**Exercise directions:**
With "purple" as the search word, show every line of the material that has it.

**Available data:**
○ ○ ○ ○ ○

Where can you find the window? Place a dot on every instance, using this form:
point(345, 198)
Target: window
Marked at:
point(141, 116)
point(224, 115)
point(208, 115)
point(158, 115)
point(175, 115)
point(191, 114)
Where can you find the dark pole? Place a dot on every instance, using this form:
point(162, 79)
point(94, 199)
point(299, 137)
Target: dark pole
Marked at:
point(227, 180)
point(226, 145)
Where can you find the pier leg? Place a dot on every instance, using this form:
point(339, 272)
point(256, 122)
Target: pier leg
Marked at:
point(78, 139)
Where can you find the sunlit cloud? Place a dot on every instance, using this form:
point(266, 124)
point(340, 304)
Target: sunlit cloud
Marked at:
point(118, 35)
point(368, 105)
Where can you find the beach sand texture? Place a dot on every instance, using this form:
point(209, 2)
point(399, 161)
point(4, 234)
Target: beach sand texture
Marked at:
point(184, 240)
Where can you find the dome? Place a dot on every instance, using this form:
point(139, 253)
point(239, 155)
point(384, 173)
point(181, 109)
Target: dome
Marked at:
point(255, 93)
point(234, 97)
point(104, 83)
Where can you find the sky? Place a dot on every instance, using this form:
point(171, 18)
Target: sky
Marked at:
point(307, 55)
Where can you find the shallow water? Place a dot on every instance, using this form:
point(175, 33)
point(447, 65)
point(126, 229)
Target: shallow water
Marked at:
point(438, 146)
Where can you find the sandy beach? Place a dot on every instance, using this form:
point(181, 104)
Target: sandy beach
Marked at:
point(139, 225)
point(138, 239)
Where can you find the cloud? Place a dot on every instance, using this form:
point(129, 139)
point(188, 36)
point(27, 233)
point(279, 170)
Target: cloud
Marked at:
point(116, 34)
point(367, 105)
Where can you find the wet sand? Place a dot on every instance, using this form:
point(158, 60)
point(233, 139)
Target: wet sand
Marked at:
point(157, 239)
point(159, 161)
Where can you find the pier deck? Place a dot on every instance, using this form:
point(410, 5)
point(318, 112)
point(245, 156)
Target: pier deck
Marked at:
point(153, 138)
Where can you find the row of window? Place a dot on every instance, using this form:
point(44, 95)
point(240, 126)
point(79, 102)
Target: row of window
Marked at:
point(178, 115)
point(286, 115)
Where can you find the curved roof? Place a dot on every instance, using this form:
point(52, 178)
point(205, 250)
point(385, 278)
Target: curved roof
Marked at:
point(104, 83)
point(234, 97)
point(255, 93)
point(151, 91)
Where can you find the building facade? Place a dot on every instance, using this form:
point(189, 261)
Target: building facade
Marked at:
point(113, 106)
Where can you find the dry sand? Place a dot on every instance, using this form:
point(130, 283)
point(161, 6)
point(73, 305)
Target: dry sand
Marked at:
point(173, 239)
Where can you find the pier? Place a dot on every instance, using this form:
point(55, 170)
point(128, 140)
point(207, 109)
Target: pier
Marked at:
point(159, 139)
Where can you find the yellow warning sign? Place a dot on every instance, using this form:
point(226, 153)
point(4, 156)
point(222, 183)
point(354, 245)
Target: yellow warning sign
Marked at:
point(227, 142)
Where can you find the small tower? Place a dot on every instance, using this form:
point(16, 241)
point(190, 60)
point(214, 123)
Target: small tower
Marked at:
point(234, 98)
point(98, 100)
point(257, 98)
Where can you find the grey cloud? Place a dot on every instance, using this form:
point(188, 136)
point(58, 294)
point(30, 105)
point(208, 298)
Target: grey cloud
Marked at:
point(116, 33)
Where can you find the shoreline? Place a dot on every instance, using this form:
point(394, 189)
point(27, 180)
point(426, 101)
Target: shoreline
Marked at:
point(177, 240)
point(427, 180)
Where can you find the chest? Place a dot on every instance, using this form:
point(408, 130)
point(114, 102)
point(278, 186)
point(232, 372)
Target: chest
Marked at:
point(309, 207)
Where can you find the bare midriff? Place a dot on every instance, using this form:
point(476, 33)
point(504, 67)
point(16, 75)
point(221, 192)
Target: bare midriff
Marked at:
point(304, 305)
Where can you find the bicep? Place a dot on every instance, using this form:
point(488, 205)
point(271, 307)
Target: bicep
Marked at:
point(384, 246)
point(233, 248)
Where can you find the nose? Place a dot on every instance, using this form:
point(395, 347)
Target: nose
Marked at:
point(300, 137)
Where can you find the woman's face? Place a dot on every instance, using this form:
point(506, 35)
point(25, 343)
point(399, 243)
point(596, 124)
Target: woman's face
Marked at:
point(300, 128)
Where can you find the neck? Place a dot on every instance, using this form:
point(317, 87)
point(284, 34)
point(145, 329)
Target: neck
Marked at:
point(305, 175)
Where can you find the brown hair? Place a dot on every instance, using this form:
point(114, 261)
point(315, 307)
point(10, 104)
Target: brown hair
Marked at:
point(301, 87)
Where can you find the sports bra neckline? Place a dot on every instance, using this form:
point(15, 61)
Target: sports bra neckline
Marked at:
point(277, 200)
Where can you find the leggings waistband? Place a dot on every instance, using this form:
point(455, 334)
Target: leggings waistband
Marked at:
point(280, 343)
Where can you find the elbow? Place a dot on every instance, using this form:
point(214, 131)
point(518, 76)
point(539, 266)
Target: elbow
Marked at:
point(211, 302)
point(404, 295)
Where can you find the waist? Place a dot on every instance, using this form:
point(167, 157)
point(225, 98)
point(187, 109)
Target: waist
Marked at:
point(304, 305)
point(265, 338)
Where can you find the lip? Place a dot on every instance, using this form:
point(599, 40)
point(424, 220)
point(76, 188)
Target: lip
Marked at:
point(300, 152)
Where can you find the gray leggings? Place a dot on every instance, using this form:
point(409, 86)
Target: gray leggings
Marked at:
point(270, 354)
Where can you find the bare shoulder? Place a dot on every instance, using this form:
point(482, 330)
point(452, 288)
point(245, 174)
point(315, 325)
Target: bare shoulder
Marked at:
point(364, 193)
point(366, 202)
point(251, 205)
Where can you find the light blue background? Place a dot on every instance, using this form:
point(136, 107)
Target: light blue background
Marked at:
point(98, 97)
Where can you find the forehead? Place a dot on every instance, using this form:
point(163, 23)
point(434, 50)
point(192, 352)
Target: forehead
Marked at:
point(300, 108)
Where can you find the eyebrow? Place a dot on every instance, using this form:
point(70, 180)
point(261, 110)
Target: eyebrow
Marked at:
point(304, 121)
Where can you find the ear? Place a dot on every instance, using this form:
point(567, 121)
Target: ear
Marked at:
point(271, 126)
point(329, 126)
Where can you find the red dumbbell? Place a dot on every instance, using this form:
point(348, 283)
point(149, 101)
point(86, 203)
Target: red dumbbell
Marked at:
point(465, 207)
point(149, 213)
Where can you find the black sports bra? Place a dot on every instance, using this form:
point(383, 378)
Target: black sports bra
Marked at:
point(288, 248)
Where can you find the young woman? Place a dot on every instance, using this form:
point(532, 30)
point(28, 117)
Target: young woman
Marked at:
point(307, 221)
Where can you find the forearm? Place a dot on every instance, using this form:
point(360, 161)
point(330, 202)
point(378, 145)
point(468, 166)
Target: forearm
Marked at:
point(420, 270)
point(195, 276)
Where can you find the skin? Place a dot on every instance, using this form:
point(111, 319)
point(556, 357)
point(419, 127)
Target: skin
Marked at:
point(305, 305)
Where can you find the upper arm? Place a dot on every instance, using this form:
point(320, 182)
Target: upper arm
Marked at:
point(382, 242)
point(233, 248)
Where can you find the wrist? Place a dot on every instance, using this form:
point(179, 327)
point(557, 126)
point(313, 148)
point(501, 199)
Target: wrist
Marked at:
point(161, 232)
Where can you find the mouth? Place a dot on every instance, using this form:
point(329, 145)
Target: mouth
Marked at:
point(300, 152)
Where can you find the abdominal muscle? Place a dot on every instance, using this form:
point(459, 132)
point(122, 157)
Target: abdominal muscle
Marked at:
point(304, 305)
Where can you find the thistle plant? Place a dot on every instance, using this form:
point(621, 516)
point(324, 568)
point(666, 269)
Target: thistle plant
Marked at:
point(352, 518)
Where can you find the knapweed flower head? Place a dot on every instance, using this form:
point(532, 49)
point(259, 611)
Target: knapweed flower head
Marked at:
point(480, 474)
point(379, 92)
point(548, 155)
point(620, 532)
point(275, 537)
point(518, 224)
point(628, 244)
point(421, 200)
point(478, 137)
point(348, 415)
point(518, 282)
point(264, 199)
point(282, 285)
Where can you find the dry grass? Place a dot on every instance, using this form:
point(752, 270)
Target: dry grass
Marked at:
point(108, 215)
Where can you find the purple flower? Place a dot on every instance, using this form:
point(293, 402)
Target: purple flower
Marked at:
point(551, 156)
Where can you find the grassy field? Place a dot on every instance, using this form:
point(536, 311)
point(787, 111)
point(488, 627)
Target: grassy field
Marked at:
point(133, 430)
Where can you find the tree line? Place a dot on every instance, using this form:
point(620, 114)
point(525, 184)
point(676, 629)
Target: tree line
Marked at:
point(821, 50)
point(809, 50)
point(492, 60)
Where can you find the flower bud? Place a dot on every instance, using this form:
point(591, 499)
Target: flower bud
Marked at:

○ ○ ○ ○ ○

**Response area:**
Where can you find the purple flower? Place a dot on every instance, using this form:
Target: purple flower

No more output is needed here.